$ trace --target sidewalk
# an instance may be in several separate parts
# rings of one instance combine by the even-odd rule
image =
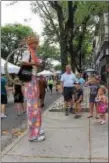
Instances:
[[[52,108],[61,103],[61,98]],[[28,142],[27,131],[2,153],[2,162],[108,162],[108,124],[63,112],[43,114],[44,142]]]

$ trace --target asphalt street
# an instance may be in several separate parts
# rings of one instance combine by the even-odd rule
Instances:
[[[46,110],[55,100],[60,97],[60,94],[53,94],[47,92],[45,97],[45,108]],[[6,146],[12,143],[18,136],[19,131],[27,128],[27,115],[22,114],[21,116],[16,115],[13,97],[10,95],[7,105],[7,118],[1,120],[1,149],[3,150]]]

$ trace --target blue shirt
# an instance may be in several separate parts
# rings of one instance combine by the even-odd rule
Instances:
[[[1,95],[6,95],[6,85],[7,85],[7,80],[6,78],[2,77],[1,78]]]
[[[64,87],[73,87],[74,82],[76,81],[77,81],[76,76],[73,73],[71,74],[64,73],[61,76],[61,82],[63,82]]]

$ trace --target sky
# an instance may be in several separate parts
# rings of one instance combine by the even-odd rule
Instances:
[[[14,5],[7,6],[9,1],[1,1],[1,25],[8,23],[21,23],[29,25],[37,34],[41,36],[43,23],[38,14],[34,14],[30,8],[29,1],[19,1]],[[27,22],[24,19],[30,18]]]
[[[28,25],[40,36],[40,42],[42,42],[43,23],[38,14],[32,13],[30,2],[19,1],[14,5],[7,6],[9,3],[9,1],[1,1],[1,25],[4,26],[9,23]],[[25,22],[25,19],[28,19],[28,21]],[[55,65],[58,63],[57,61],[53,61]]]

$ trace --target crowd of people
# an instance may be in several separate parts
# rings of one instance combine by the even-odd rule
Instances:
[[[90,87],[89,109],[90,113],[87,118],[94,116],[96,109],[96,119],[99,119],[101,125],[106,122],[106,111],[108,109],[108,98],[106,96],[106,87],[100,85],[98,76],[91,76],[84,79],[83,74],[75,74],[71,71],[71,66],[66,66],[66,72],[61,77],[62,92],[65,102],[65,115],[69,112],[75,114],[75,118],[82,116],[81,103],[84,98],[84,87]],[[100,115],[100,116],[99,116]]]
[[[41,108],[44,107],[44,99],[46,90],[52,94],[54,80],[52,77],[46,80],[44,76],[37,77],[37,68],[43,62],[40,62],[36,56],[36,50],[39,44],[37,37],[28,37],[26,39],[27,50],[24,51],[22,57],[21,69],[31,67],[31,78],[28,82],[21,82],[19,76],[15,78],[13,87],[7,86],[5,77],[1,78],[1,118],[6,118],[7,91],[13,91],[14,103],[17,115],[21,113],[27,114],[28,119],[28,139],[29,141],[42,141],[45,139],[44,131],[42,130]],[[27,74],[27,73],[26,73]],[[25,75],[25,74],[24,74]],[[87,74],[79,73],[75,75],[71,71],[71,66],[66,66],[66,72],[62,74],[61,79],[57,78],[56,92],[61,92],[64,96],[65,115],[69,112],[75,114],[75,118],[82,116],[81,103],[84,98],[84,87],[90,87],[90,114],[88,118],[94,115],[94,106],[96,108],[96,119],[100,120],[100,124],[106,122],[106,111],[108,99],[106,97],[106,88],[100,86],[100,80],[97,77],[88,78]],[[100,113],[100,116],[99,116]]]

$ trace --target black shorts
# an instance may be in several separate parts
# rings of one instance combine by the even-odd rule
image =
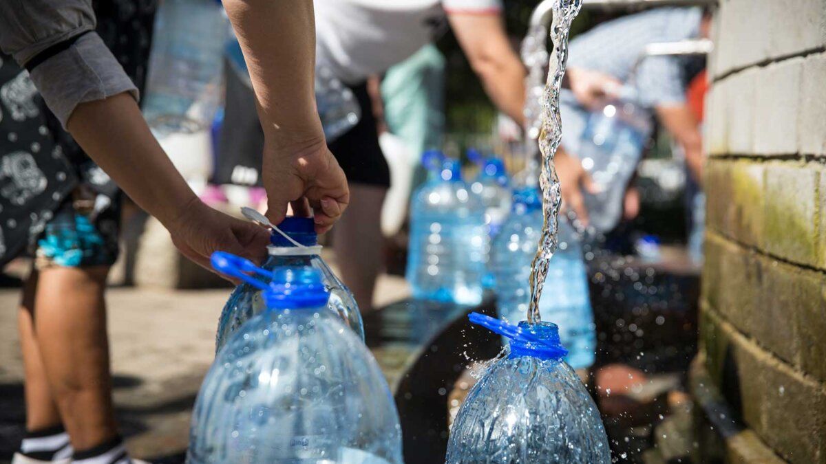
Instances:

__________________________________________________

CHALLENGE:
Swap every "trace" in the items for "segment", leave the rest unchanged, and omit the pictures from your answer.

ANSWER TO THIS PROBLEM:
$ segment --target sidewalk
# an instance may be in several separate parts
# rings of one instance combine by the even-odd rule
image =
Instances:
[[[52,108],[61,103],[61,98]],[[28,142],[27,131],[2,153],[2,162],[108,162],[108,124],[63,112],[43,114],[44,142]]]

$ segment --target asphalt street
# an instance may be in several separate parts
# rings of one instance combine by the even-odd rule
Instances:
[[[46,110],[55,100],[60,97],[60,94],[53,94],[47,92],[45,97],[45,108]],[[6,146],[12,143],[18,136],[19,131],[27,128],[27,115],[22,114],[21,116],[16,115],[13,97],[10,95],[7,105],[7,118],[1,120],[1,149],[3,150]]]

$ segment --target blue shirt
# an instance may be in several separate parts
# rings of one instance combine by the even-odd rule
Instances:
[[[1,95],[6,95],[6,85],[7,85],[7,80],[6,78],[2,77],[1,78]]]
[[[64,87],[73,87],[74,82],[76,81],[77,81],[76,76],[73,73],[71,74],[64,73],[61,76],[61,82],[63,82]]]

$ segment --target sky
# an instance may be in several separate parts
# rings of one instance combine by the even-odd rule
Instances:
[[[14,5],[7,6],[9,1],[1,1],[1,25],[8,23],[21,23],[29,25],[37,34],[41,36],[43,23],[38,14],[34,14],[30,8],[29,1],[19,1]],[[27,22],[24,19],[30,18]]]
[[[28,25],[40,36],[40,42],[42,42],[43,23],[38,14],[32,13],[30,2],[19,1],[14,5],[7,6],[9,3],[9,1],[1,1],[1,25],[4,26],[9,23]],[[25,22],[25,19],[28,19],[28,21]],[[55,65],[58,63],[57,61],[53,61]]]

$ segment --target crowd of people
# an instance may be in several separate parts
# rings of one instance combine by the even-odd rule
Instances:
[[[90,87],[89,109],[90,113],[87,118],[94,116],[96,109],[96,119],[99,119],[101,125],[106,122],[106,111],[108,109],[108,98],[106,96],[106,87],[100,85],[98,76],[91,76],[84,79],[83,74],[75,74],[71,71],[71,66],[66,66],[66,72],[61,77],[62,92],[65,102],[65,115],[69,112],[75,114],[75,118],[82,116],[81,103],[84,98],[84,87]],[[100,115],[100,116],[99,116]]]
[[[41,108],[44,107],[44,99],[46,90],[52,94],[54,80],[52,77],[46,80],[44,76],[37,77],[37,68],[43,62],[40,62],[36,56],[36,50],[39,44],[37,37],[28,37],[26,39],[27,50],[24,51],[22,57],[21,69],[31,67],[31,78],[28,82],[21,82],[19,76],[15,78],[13,87],[7,86],[5,77],[1,78],[1,118],[6,118],[7,91],[13,91],[14,103],[17,115],[21,113],[27,114],[28,119],[28,139],[29,141],[42,141],[45,139],[44,131],[42,130]],[[27,74],[27,73],[26,73]],[[25,75],[25,74],[24,74]],[[87,74],[79,73],[75,75],[71,71],[71,66],[66,66],[66,72],[62,74],[61,79],[57,78],[56,92],[61,92],[64,96],[65,115],[69,112],[75,114],[75,118],[82,116],[81,103],[84,98],[84,87],[90,87],[90,114],[88,118],[94,115],[94,106],[96,108],[96,119],[100,120],[100,124],[106,122],[106,111],[108,99],[106,97],[106,88],[100,86],[100,80],[97,77],[88,78]],[[100,113],[100,116],[99,116]]]

$ segment --target black shorts
# an instance may be in several separate parts
# rings of one instance combine by the even-odd rule
image =
Instances:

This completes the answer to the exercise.